- READING TEXT -
= Beginning of Section =
The war was the cause he took into the 1972 election, one of the most lopsided in U.S. history. McGovern carried only Massachusetts and the District of Columbia and won just 17 electoral votes to Nixon's 520.

The campaign was the backdrop to the burglary at the Democratic Party headquarters in the Watergate Hotel in Washington, and by the Nixon organization's shady fundraising practices and sabotage operations, later known as "dirty tricks," which were not disclosed until after the election.

Republicans portrayed McGovern as a cowardly left-winger, a threat to the military and the free-market economy and outside the mainstream of American thought. McGovern resented that characterization mightily.

"I always thought of myself as a good old South Dakota boy who grew up here on the prairie," he said in an interview for this obituary in 2005 in his home in Mitchell. "My dad was a Methodist minister. I went off to war. I have been married to the same woman forever. I'm what a normal, healthy, ideal American should be like.
= End of Section =
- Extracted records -
= Beginning of Section =
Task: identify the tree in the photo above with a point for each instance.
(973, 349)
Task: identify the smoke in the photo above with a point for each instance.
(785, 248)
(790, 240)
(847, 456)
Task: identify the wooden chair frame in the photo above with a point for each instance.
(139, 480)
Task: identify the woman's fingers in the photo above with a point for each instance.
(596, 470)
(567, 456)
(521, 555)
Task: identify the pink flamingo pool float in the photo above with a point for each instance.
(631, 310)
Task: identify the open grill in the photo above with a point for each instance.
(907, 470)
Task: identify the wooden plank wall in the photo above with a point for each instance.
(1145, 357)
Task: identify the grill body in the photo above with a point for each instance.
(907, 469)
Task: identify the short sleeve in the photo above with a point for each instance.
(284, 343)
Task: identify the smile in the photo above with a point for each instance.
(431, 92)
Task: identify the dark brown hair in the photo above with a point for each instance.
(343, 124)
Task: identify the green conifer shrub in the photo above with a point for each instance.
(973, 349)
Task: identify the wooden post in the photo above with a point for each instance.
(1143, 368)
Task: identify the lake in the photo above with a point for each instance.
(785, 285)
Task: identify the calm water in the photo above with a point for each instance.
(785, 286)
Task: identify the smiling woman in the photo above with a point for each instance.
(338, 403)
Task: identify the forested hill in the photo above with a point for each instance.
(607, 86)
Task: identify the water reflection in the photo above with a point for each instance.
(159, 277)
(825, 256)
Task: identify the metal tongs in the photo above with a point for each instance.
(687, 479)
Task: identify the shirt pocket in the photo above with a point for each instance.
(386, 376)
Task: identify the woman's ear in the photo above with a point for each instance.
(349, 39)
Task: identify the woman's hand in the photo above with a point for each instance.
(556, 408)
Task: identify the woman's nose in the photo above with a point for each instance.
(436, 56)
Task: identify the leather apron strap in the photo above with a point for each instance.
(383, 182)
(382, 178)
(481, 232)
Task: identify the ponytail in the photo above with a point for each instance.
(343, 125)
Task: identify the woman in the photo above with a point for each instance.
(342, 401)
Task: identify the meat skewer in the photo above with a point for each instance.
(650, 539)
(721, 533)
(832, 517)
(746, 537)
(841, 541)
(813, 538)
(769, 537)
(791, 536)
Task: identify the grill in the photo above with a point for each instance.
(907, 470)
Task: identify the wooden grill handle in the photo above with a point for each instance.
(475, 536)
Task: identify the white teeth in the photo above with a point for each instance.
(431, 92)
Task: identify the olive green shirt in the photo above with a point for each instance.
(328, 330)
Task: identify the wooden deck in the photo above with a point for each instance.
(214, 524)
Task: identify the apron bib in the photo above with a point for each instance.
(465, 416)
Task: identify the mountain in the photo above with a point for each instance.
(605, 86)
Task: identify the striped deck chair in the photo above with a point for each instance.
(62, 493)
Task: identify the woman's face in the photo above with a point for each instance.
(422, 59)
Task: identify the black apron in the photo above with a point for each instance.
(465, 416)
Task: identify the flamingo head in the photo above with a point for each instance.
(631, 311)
= End of Section =
- BRIEF -
Copy out the whole excerpt about McGovern's 1972 campaign above, word for word.

- PROBLEM SOLUTION -
The war was the cause he took into the 1972 election, one of the most lopsided in U.S. history. McGovern carried only Massachusetts and the District of Columbia and won just 17 electoral votes to Nixon's 520.

The campaign was the backdrop to the burglary at the Democratic Party headquarters in the Watergate Hotel in Washington, and by the Nixon organization's shady fundraising practices and sabotage operations, later known as "dirty tricks," which were not disclosed until after the election.

Republicans portrayed McGovern as a cowardly left-winger, a threat to the military and the free-market economy and outside the mainstream of American thought. McGovern resented that characterization mightily.

"I always thought of myself as a good old South Dakota boy who grew up here on the prairie," he said in an interview for this obituary in 2005 in his home in Mitchell. "My dad was a Methodist minister. I went off to war. I have been married to the same woman forever. I'm what a normal, healthy, ideal American should be like.